Grants and Contributions:
Grant or Award spanning more than one fiscal year. (2017-2018 to 2022-2023)
We are drowning in a sea of data. Increasingly, jobs that used to rely on other skills now rely on the ability to interpret, understand, and trust data. For example, many biologists now spend less time in the lab and more time trying to analyze the data that they have created. Increasingly, thanks to improved tools for creating data, they are expected to manage and understand this data by themselves. Unfortunately, this data is often exceedingly difficult to understand and trust, even for experts in the field. There are many reasons for this. One reason is that the representation of the data is often designed for computers, not for people (i.e., storage, not accessibility). Another reason for this is that users may spend a lot of time using systems where data is combined from multiple sources, leaving them stuck having trouble integrating data that they neither understand nor trust.
The lack of understanding and trust can cause problems both large and small. For example, the recent financial crisis was partially caused by the inability to track money across multiple sources (e.g., mutual funds are in a different database than savings accounts). Because it was impossible to understand and trust the data that was spread across various sources, regulators did not realize some of the problematic flows of money until after the crash. On a smaller scale, without being able to find all of the data needed in order to evaluate building design choices, it is impossible to easily explore building design alternatives, which leads to stifled innovation and less-efficient buildings.
My proposed research will improve the ability of users to access data that they need and trust that this data is well curated enough to do what they need it to do. This will build on my current work that has looked at case studies in economic data and civil engineering, and will work with the techniques that I have learned in working with recommender systems to help recommend data items to users. In this proposal I describe a number of specific directions that I intend to work on with my students in that space, including: (1) using query logs to help recommend parts of the data that users may be interested in; (2) helping users understand the complex connections that appear in XML files; and (3) improving the understanding of provenance data.
※
Reproduce the stretch of the grant description from "The lack of" through "and less-efficient buildings.".
※
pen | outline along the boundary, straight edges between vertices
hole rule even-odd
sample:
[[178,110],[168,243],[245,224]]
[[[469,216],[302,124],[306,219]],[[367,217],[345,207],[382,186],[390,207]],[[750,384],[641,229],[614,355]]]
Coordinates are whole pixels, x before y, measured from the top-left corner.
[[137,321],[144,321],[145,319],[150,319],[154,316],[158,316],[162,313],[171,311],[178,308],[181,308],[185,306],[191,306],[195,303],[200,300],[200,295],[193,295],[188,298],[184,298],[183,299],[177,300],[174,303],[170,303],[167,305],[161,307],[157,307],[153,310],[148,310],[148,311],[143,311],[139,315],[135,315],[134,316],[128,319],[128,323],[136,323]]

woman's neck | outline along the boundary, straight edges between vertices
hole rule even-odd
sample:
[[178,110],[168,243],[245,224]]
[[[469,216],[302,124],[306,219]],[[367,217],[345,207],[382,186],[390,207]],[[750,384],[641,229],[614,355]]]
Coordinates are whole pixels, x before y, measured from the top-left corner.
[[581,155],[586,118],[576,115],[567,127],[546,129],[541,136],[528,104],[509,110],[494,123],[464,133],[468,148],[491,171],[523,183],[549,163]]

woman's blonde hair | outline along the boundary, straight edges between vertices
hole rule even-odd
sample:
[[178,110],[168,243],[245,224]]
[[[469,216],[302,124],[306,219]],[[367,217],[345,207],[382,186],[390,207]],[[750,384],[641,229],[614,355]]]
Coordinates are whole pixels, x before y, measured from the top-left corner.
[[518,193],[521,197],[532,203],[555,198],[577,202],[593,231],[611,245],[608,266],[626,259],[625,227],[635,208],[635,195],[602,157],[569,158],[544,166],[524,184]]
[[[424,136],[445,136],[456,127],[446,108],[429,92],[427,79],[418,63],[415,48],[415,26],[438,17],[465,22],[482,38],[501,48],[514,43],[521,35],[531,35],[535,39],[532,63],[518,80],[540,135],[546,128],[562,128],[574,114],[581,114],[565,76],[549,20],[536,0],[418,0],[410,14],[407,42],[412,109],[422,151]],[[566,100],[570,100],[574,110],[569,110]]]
※
* **Solved exercise**:
The lack of understanding and trust can cause problems both large and small. For example, the recent financial crisis was partially caused by the inability to track money across multiple sources (e.g., mutual funds are in a different database than savings accounts). Because it was impossible to understand and trust the data that was spread across various sources, regulators did not realize some of the problematic flows of money until after the crash. On a smaller scale, without being able to find all of the data needed in order to evaluate building design choices, it is impossible to easily explore building design alternatives, which leads to stifled innovation and less-efficient buildings.